:: Texto fornecido
(212) Como não démos por isso?
Tempo estimado de leitura: 6 minutos.
A ficção da produção de bens não entrou em consideração com o facto de se deixarmos o solo e as pessoas entregues ao mercado, tal levará à sua aniquilação, Karl Polanyi.
A divisão de trabalho molda a experiência cultural, psicológica e social.
Se a civilização industrial desabrochou às custas da natureza, o que agora ameaça custar-nos a Terra, uma civilização da informação moldada pelo capitalismo de vigilância florescerá à custa da natureza humana, o que ameaça custar-nos a humanidade, Shoshana Zuboff.
Ao longo de toda a história, as corporações mais poderosas da nação sempre se mobilizaram persistentemente na utilização da Constituição para combaterem a legislação governamental que lhes fosse indesejada, Adam Winkler.
Apesar dos muitos benefícios e dos imensos feitos do capitalismo industrial (da revolução industrial), ele deixou-nos perigosamente à beira do mesmo destino que os habitantes da Ilha de Páscoa tiveram quando destruíram o solo que lhes dera vida, acabando por erigirem as enormes estátuas que pesquisavam o horizonte em busca de socorro que não chegou.
A lógica de acumulação do capitalismo industrial desresponsabilizava as empresas pelas suas consequências destrutivas. Sabe-se hoje que esses métodos de dominação empregues por mais de dois séculos, alteraram, talvez fatalmente, as condições de vida na Terra, originando a desestabilização do sistema do clima, e o caos que se abate sobre todos os seres vivos.
::::
:: Entradas de dados
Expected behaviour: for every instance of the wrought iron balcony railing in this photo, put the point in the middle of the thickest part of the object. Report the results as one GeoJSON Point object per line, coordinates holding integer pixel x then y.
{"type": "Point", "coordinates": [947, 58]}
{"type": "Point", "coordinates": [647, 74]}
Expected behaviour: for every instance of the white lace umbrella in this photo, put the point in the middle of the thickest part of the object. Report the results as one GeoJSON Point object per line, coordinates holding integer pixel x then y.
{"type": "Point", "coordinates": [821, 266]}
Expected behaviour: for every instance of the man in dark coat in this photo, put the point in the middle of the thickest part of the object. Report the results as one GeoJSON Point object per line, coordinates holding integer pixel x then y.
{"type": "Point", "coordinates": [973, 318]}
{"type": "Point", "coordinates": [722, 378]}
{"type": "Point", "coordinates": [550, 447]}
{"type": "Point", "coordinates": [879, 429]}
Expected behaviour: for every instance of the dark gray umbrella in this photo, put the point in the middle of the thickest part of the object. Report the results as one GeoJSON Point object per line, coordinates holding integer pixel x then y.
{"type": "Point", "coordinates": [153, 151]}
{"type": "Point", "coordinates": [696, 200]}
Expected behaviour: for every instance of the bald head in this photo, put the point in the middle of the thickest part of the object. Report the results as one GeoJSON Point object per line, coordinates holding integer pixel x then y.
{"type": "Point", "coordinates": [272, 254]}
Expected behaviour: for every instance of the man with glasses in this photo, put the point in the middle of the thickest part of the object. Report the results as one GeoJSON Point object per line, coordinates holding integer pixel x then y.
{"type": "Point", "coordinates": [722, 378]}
::::
§ **Tarefa a resolver**: Prossiga o texto sobre o capitalismo industrial e o capitalismo de vigilância a partir da última frase apresentada.

§ **Resultado final**:
Sabe-se também (já desde o tempo de Durkheim) que essa nova lógica de acumulação, extravasa, para além das suas práticas comerciais, para o fabrico de relações sociais, transformando as relações que tínhamos para connosco mesmo e para com os outros.
Atentemos nas características que a nova divisão de trabalho do capitalismo industrial vai introduzir: conversão da manufatura em produção em massa com base na padronização, racionalização, e intermutação das partes; cadeia de montagem em movimento; produção em volume; grande quantidade de trabalhadores assalariados concentrados em fábricas; hierarquias administrativas personalizadas; autoridade de gestão; especialização funcional; e a distinção entre empregados administrativos e operários.
Para além disso, a passagem da manufatura para o salário à hora, criou uma nova população de empregados e consumidores, homens e mulheres totalmente dependentes dos meios de produção possuídos e operados por empresas privadas.
O esqueleto dessa sociedade de massa assentava na autoridade hierárquica, e nas formas burocráticas centralizadas dos poderes públicos ou privados, com a imposição de conformidade, obediência e padronização humana.
A vida era regulada por instituições que eram o espelho das organizações industriais: escolas, hospitais, vida doméstica, em que as idades e fases eram percebidas como funções do sistema industrial, desde o ensino até à reforma.
Concluindo: esta nova divisão de trabalho vai moldar a experiência cultural, psicológica e social.
A análise de toda esta transformação, levou Karl Polanyi, (The Great Transformation: The Political and Economics Origns of Our Time), a escrever profeticamente, há quase setenta anos:
“A ficção da produção de bens não entrou em consideração com o facto de se deixarmos o solo e as pessoas entregues ao mercado, tal levará à aniquilação delas”.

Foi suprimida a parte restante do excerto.